# START OF INPUT ROWS

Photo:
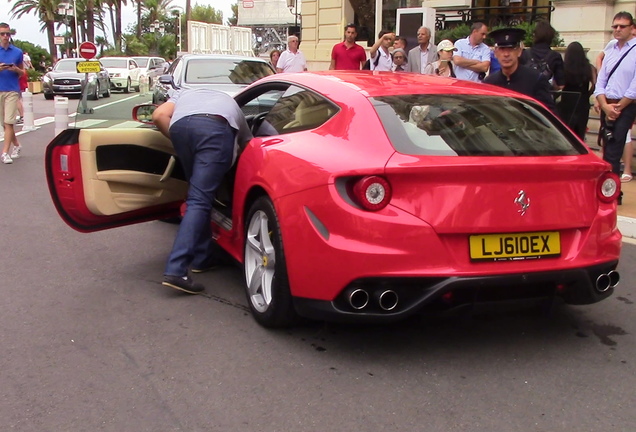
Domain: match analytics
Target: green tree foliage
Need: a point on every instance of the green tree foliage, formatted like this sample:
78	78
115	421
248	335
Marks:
206	14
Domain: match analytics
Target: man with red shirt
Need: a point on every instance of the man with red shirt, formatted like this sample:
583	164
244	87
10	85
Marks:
348	55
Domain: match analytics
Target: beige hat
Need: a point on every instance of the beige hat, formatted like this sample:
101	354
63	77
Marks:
446	45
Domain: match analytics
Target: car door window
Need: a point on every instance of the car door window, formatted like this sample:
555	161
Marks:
176	73
299	109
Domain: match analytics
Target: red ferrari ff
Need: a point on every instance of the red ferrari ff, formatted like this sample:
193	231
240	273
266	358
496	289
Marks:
374	196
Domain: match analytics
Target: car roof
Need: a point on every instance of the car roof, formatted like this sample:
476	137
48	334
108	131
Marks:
221	57
373	84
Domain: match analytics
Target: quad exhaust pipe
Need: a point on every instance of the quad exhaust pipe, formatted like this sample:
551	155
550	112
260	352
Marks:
606	281
359	299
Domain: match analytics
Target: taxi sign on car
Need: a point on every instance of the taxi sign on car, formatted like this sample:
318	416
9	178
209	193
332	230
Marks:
88	67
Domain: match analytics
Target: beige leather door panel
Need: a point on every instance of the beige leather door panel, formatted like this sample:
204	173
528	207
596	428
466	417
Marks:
128	169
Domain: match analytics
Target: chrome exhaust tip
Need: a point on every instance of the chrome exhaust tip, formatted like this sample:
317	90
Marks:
615	278
388	300
358	299
603	282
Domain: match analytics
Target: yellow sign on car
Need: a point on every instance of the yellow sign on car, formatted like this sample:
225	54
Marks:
88	67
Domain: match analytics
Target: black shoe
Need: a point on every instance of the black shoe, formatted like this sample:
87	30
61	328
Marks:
183	283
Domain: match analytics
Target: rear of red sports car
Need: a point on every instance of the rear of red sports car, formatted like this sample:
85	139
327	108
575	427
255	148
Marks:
481	198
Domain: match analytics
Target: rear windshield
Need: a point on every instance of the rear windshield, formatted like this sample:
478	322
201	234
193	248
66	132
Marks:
115	63
465	125
225	71
67	66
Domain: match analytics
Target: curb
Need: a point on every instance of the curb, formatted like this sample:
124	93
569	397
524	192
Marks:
627	226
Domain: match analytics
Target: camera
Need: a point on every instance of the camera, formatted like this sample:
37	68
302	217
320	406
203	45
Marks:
608	131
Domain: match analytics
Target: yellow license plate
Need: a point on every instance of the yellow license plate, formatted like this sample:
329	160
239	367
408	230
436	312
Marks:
518	246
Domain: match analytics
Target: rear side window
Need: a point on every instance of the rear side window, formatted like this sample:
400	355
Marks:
469	125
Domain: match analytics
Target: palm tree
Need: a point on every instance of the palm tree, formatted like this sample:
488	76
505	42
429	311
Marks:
140	4
45	10
102	43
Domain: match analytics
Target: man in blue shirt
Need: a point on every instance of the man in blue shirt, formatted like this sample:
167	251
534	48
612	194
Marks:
616	90
10	70
206	128
472	58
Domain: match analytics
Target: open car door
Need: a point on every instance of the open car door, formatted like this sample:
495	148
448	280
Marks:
105	178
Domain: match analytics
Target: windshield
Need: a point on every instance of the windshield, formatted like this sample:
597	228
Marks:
66	66
463	125
141	61
115	63
225	71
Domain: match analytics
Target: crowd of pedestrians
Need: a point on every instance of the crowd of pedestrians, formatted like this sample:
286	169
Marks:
537	71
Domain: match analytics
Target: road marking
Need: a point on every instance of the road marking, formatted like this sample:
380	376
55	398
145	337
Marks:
88	123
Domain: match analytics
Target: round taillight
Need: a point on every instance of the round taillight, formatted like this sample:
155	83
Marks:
609	187
372	192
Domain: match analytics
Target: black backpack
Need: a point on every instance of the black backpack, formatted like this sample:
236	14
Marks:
540	65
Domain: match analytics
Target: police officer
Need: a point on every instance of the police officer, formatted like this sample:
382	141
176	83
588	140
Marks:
514	76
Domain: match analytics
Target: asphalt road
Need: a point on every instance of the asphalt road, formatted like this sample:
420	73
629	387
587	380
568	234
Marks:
91	341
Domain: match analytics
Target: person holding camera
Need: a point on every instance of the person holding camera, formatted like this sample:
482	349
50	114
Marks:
472	58
11	62
615	91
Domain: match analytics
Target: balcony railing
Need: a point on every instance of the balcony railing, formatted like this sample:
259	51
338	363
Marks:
448	17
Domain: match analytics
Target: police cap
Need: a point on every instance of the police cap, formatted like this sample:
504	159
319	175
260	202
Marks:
507	37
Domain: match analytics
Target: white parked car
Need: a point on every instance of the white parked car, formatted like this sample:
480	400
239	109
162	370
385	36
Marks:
124	73
151	68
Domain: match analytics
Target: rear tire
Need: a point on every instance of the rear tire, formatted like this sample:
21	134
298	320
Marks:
266	283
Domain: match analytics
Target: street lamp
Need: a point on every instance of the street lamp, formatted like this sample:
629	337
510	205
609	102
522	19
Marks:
158	28
65	9
177	10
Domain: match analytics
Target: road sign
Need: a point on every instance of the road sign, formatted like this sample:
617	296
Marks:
88	67
88	50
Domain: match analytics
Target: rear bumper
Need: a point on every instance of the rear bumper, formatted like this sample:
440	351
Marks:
421	295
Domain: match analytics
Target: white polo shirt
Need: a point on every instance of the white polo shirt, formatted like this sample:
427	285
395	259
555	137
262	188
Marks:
290	62
385	63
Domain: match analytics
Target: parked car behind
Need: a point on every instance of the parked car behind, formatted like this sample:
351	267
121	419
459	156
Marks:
225	73
64	80
151	68
124	73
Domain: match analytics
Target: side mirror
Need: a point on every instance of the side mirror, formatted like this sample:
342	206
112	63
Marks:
166	79
143	113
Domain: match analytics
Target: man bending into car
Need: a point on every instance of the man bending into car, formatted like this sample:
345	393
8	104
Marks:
204	126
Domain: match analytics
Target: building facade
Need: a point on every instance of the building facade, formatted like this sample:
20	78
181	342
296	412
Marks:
585	21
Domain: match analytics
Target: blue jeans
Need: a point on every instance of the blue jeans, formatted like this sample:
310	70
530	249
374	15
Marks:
205	147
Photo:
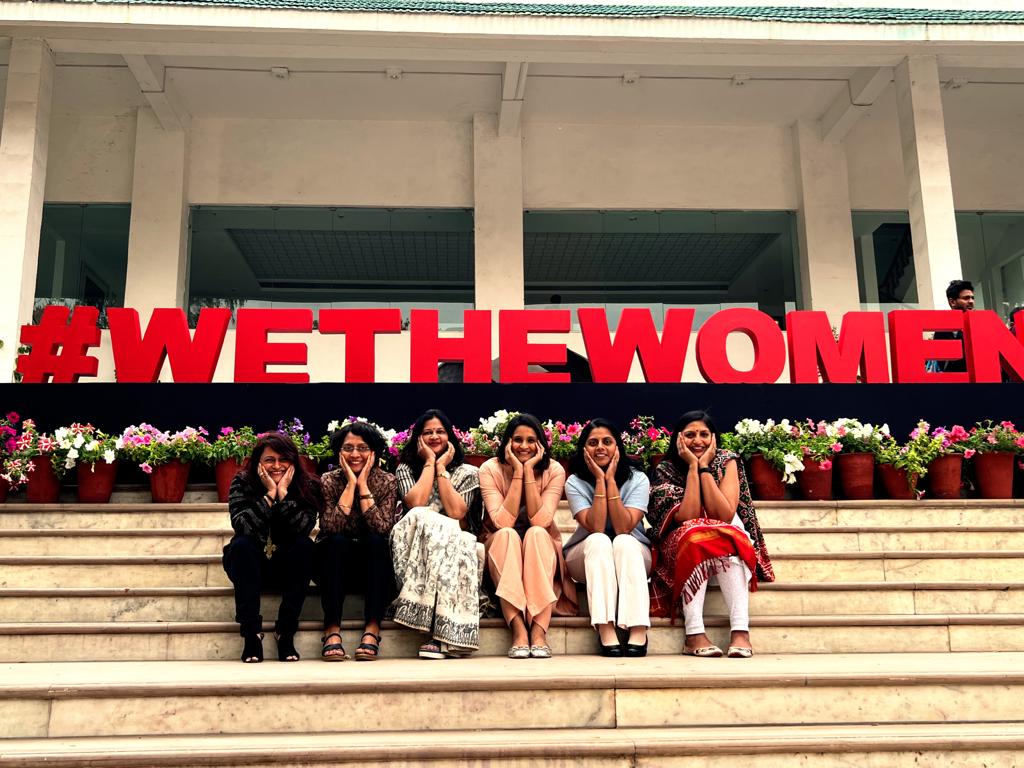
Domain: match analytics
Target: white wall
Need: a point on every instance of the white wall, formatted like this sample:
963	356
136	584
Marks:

# END OF INPUT ROWS

#### EXERCISE BRIEF
Please identify each line of the records above that contains the word "polo", and copy those lines out.

#### RESPONSE
Target: white polo shirt
Need: a point on every instance of the white polo shirt, formatted like this sample:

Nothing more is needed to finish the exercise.